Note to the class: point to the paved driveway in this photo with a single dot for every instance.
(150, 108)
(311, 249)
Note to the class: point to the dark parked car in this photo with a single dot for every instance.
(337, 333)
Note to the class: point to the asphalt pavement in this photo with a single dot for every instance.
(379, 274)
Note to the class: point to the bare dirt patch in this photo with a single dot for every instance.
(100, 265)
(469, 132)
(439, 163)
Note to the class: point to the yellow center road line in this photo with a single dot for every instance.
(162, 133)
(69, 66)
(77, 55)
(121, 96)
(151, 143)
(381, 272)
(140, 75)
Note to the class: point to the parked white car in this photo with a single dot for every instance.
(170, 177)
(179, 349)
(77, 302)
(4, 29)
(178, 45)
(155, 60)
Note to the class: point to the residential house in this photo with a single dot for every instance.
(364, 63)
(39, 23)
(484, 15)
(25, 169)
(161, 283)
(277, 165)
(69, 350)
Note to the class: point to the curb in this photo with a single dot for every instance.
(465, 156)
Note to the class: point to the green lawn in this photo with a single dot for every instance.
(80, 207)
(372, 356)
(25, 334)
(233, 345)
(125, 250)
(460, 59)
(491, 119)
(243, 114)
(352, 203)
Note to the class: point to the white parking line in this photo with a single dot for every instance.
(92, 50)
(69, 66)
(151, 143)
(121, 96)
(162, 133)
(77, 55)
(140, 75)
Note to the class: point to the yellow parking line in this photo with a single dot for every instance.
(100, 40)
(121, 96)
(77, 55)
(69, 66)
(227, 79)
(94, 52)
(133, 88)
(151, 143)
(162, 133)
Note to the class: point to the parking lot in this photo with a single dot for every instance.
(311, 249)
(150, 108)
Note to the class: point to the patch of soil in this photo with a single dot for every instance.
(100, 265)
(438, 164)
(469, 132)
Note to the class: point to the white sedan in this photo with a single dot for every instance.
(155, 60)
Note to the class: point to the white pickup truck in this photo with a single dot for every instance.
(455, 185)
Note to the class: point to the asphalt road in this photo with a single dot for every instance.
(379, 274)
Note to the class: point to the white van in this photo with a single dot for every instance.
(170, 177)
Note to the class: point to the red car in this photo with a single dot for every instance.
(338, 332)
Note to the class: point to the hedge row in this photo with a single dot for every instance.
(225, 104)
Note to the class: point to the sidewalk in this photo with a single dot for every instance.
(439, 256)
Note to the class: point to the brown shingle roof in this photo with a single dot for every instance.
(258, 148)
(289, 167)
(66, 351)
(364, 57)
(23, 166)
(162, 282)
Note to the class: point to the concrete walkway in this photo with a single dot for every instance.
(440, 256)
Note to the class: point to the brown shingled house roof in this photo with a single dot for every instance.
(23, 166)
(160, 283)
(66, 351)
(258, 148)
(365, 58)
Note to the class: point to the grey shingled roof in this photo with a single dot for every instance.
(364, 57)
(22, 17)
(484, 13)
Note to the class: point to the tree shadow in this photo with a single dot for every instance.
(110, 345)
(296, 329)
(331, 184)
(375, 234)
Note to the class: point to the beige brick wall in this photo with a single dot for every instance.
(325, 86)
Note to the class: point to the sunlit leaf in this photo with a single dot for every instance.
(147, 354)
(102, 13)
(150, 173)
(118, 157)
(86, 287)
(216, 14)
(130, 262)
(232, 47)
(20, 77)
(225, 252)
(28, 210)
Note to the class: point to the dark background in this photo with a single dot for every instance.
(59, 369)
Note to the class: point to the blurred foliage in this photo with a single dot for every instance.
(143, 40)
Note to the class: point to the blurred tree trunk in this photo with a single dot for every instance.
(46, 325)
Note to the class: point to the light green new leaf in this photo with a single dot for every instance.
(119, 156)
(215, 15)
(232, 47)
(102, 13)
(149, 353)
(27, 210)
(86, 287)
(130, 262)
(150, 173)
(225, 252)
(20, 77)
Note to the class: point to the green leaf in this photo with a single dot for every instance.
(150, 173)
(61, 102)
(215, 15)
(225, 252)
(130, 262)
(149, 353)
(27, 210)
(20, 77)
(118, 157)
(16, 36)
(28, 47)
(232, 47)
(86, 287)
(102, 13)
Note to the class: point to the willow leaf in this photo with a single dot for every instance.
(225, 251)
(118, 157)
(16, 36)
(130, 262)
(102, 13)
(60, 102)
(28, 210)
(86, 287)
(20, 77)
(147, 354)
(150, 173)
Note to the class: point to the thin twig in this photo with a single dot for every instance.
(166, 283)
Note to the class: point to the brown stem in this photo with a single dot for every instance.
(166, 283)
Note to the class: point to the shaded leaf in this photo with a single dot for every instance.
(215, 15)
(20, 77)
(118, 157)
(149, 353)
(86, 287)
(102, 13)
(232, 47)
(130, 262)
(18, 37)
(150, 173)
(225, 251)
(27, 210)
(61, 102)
_ _ _ _ _ _ _
Task item → Would you return the entries exactly as they stand?

Written response →
Note to the class: point to the paved driveway in this photo with a single dot for every instance.
(150, 108)
(311, 249)
Note to the class: point to the dark parked car in this photo with a single dot for every instance.
(337, 333)
Note to the class: point to the asphalt pavement in this photo with a single dot for every instance.
(379, 274)
Note to the class: point to the bare dirt patch in this photo with a single dot for every instance.
(100, 265)
(469, 132)
(439, 163)
Note to the class: point to the yellow center road line in this photo with a single dot for every instance.
(162, 133)
(69, 66)
(77, 55)
(121, 96)
(151, 143)
(381, 272)
(140, 75)
Note to the class: point to the parked white car in this photo with a single dot for every instance.
(170, 177)
(179, 349)
(77, 302)
(4, 29)
(178, 45)
(155, 60)
Note to the class: point to the residential house in this photo with a single dot for every instance.
(364, 63)
(39, 23)
(484, 15)
(25, 169)
(161, 283)
(277, 165)
(69, 350)
Note to the class: point to the curb in this photo with a single dot for every instance.
(465, 156)
Note to the class: point to the green lawn in this photo with a single dot for every instance.
(80, 207)
(372, 356)
(25, 334)
(233, 345)
(125, 250)
(460, 59)
(491, 119)
(243, 114)
(352, 203)
Note to the class: point to the white parking line in this photo with a single dot for every instance.
(92, 50)
(69, 66)
(151, 143)
(121, 96)
(162, 133)
(77, 55)
(140, 75)
Note to the class: point to the yellow parking line in this photo with a single dot for every instance.
(100, 40)
(121, 96)
(77, 55)
(69, 66)
(227, 79)
(94, 52)
(133, 88)
(151, 143)
(162, 133)
Note to the class: point to the parking lot in this photo with a single dot for every instance.
(311, 249)
(150, 108)
Note to the class: point to the patch of soil in this photo with a single dot for every instance.
(100, 265)
(438, 164)
(469, 132)
Note to the class: point to the white sedan in this photo with a single dot for every instance.
(155, 60)
Note to the class: point to the white pickup truck in this photo with a single dot for every instance.
(455, 185)
Note to the class: point to the asphalt road in this photo with a single dot for every instance.
(379, 274)
Note to the class: point to the white van in this photo with a single dot for every instance.
(170, 177)
Note to the class: point to the red car in this photo with a single dot for every instance.
(338, 332)
Note to the class: point to the hedge row in this photo with a single dot for every instance.
(225, 104)
Note to the class: point to the sidewalk in this photo with a single dot for every instance.
(439, 256)
Note to the class: point to the brown shingle roof in this photo with a single dot for every instance.
(258, 148)
(289, 167)
(66, 351)
(364, 57)
(23, 166)
(162, 282)
Note to the class: point to the concrete walkway in this photo with a single dot for every instance.
(440, 256)
Note to the class: point to the brown shingled house roof in this photo with a single dot for every instance.
(23, 166)
(160, 283)
(66, 351)
(258, 148)
(365, 58)
Note to the class: point to the grey shingled roof in this photo with a single dot for every instance.
(364, 57)
(22, 17)
(484, 13)
Note to the class: point to the tree shadow in this photo with a single dot for every instance.
(110, 345)
(296, 329)
(331, 184)
(375, 234)
Note to the class: point to the beige brick wall in this photo with a single dot for every instance.
(325, 86)
Note to the class: point to the sunlit leaf in this photo with a single dot for every instance.
(147, 354)
(102, 13)
(150, 173)
(118, 157)
(86, 287)
(216, 14)
(130, 262)
(232, 47)
(20, 77)
(225, 252)
(28, 210)
Note to the class: point to the dark background in this photo with a single dot for every instance.
(59, 369)
Note to the class: point to the blurred foliage in this photo with a single dot for every instance.
(143, 40)
Note to the class: point to the blurred tree trunk in this photo with a single dot for every instance.
(46, 325)
Note to the class: point to the light green new leaf in this photo with a single dot for every instance.
(119, 156)
(215, 15)
(232, 47)
(102, 13)
(149, 353)
(27, 210)
(86, 287)
(130, 262)
(150, 173)
(225, 252)
(20, 77)
Note to the class: point to the green leaf in this photo with a single dot for every instance.
(150, 173)
(61, 102)
(215, 15)
(225, 252)
(130, 262)
(149, 353)
(27, 210)
(20, 77)
(118, 157)
(16, 36)
(28, 47)
(232, 47)
(86, 287)
(102, 13)
Note to the class: point to the willow leaf in this photo with a single dot for every instance.
(225, 251)
(118, 157)
(16, 36)
(130, 262)
(102, 13)
(60, 102)
(28, 210)
(86, 287)
(20, 77)
(147, 354)
(150, 173)
Note to the class: point to the thin twig in this photo with a single dot for every instance.
(166, 283)
Note to the class: point to the brown stem in this photo with a single dot for every instance.
(166, 283)
Note to the class: point to the shaded leaf in this photo with a single dot for every instance.
(215, 15)
(20, 77)
(118, 157)
(149, 353)
(86, 287)
(102, 13)
(232, 47)
(130, 262)
(18, 37)
(150, 173)
(225, 251)
(27, 210)
(61, 102)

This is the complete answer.